Please return every record exactly as written, leaving out the pictures.

▶ **Recorded data**:
---------------

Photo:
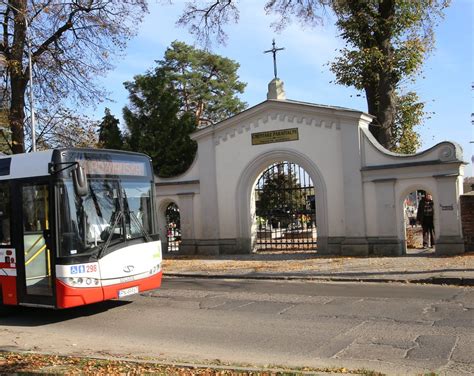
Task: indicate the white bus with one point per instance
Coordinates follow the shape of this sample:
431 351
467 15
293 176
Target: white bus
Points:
77 226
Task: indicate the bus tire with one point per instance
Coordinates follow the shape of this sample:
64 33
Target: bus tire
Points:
5 310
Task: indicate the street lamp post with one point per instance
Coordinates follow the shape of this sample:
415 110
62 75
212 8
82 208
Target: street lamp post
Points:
30 74
30 69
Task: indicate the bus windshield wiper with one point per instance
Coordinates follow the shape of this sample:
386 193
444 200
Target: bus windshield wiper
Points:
111 233
135 219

---------------

▶ **Answer for this exercise**:
Photo:
Task: indicate the white bus with one point per instance
Coordinates follow the shape of this sample:
431 351
467 15
293 176
Target: white bus
Points:
77 226
Task: indicate the bus tire with one point per instance
Coordinates follow the shape of this sample:
64 33
Target: bus tire
Points:
5 310
Task: indicate the street lamp post with one point per instance
Coordinates follow the shape of this sample:
415 110
62 75
212 8
82 208
Target: street lamp post
Points:
30 74
30 69
Task: indicate the bus windshield wiper with one point per instance
Coordinates follow the shape of this sample:
386 193
444 200
Target: bus windshield wiper
Points:
111 233
135 219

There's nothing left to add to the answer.